## Task objective
Nothing but the lines below between the line holding "positive clicks: (99, 743) (180, 754)" and the line holding "box: [178, 636, 216, 697]", inclusive, should appear in the answer, each set down exactly.

## Source data

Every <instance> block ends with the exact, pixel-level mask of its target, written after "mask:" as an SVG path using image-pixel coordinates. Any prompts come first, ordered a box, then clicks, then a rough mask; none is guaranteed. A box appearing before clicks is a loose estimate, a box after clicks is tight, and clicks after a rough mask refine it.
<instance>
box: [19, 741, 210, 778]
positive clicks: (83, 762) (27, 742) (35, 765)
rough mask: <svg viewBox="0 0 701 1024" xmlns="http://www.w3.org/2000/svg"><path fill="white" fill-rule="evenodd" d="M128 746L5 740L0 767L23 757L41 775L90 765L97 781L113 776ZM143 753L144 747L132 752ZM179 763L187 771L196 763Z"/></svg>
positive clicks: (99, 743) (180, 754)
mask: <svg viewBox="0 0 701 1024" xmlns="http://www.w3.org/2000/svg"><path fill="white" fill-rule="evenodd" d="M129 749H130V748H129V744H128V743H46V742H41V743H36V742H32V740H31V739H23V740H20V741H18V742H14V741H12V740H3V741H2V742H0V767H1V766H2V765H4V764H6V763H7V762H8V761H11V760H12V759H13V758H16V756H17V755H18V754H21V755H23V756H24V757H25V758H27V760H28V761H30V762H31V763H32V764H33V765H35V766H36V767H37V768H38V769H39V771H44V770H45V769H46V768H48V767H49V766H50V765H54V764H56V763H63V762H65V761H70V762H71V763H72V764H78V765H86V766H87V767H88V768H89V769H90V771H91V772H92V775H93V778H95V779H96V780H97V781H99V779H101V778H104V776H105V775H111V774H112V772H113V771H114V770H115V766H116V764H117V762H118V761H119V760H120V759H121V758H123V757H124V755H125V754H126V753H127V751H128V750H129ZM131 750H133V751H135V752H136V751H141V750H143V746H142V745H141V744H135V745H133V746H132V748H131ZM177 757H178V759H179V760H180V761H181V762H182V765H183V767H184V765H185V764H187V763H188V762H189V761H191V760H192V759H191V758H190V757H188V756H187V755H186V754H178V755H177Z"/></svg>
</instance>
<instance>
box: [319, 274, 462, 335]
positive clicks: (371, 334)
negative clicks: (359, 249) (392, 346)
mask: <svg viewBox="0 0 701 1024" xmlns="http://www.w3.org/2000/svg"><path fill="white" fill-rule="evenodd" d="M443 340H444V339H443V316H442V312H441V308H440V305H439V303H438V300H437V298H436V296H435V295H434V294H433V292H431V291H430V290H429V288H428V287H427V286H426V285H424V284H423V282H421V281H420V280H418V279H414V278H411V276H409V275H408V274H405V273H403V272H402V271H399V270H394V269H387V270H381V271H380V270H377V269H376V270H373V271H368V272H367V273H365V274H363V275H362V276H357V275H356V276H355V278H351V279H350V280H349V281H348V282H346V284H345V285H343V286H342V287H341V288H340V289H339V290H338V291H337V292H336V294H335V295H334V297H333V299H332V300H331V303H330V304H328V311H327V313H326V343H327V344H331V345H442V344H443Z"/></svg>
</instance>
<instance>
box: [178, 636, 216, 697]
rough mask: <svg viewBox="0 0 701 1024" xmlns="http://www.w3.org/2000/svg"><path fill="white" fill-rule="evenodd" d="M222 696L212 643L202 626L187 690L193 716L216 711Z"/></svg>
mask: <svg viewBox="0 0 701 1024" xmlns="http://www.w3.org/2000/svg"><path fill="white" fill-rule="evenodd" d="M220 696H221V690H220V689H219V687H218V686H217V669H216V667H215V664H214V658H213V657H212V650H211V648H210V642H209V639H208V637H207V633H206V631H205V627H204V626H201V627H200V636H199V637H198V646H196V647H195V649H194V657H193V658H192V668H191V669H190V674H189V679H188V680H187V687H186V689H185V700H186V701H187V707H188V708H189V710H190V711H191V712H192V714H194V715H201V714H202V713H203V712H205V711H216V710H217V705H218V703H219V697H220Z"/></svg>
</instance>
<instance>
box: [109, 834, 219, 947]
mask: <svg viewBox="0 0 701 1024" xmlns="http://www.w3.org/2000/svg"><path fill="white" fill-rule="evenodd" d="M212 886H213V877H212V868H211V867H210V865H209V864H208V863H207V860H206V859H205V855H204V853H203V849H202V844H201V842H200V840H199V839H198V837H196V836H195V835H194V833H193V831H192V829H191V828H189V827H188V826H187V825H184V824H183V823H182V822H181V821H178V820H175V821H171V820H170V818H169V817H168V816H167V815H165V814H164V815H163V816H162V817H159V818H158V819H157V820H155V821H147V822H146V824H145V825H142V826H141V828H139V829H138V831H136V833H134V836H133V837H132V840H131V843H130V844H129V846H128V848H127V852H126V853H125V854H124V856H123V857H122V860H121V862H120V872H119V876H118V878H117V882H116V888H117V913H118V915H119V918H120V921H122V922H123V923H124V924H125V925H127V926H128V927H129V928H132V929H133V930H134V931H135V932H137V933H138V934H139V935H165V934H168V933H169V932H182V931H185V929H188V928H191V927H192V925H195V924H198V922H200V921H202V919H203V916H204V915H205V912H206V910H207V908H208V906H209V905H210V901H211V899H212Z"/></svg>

## Your solution
positive clicks: (99, 743) (180, 754)
mask: <svg viewBox="0 0 701 1024" xmlns="http://www.w3.org/2000/svg"><path fill="white" fill-rule="evenodd" d="M129 749H130V748H129V744H128V743H46V742H41V743H36V742H32V740H31V739H23V740H20V741H18V742H14V741H12V740H3V741H2V742H0V767H1V766H2V765H4V764H6V763H7V762H8V761H11V760H12V759H13V758H16V756H17V755H18V754H21V755H23V756H24V757H25V758H27V760H28V761H30V762H31V763H32V764H33V765H35V766H36V767H37V768H38V769H39V771H44V770H45V769H46V768H48V767H49V766H50V765H54V764H56V763H63V762H65V761H70V762H71V763H72V764H78V765H86V766H87V767H88V768H89V769H90V771H91V772H92V775H93V778H95V779H96V780H97V781H99V779H101V778H104V776H105V775H111V774H112V772H113V771H114V770H115V766H116V764H117V762H118V761H119V760H120V759H121V758H123V757H124V755H125V754H126V753H127V751H128V750H129ZM131 750H133V751H135V752H136V751H141V750H143V746H142V745H141V744H135V745H133V746H132V748H131ZM177 757H178V759H179V760H180V761H181V762H182V765H183V767H184V765H185V764H187V763H188V762H189V761H191V760H192V759H191V758H190V757H188V756H187V755H186V754H178V755H177Z"/></svg>
</instance>
<instance>
box: [319, 274, 462, 335]
positive clicks: (371, 334)
negative clicks: (359, 249) (392, 346)
mask: <svg viewBox="0 0 701 1024" xmlns="http://www.w3.org/2000/svg"><path fill="white" fill-rule="evenodd" d="M443 340H444V339H443V316H442V312H441V308H440V305H439V303H438V300H437V298H436V296H435V295H434V294H433V292H431V291H430V290H429V288H428V287H427V286H426V285H424V284H423V282H421V281H420V280H418V279H414V278H411V276H409V275H408V274H405V273H403V272H402V271H399V270H394V269H387V270H381V271H380V270H377V269H376V270H373V271H368V272H367V273H365V274H363V275H362V276H357V275H356V276H355V278H351V279H350V280H349V281H348V282H346V284H345V285H343V286H342V287H341V288H340V289H339V290H338V291H337V292H336V294H335V295H334V297H333V299H332V300H331V303H330V304H328V311H327V313H326V343H327V344H331V345H442V344H443Z"/></svg>
</instance>
<instance>
box: [178, 636, 216, 697]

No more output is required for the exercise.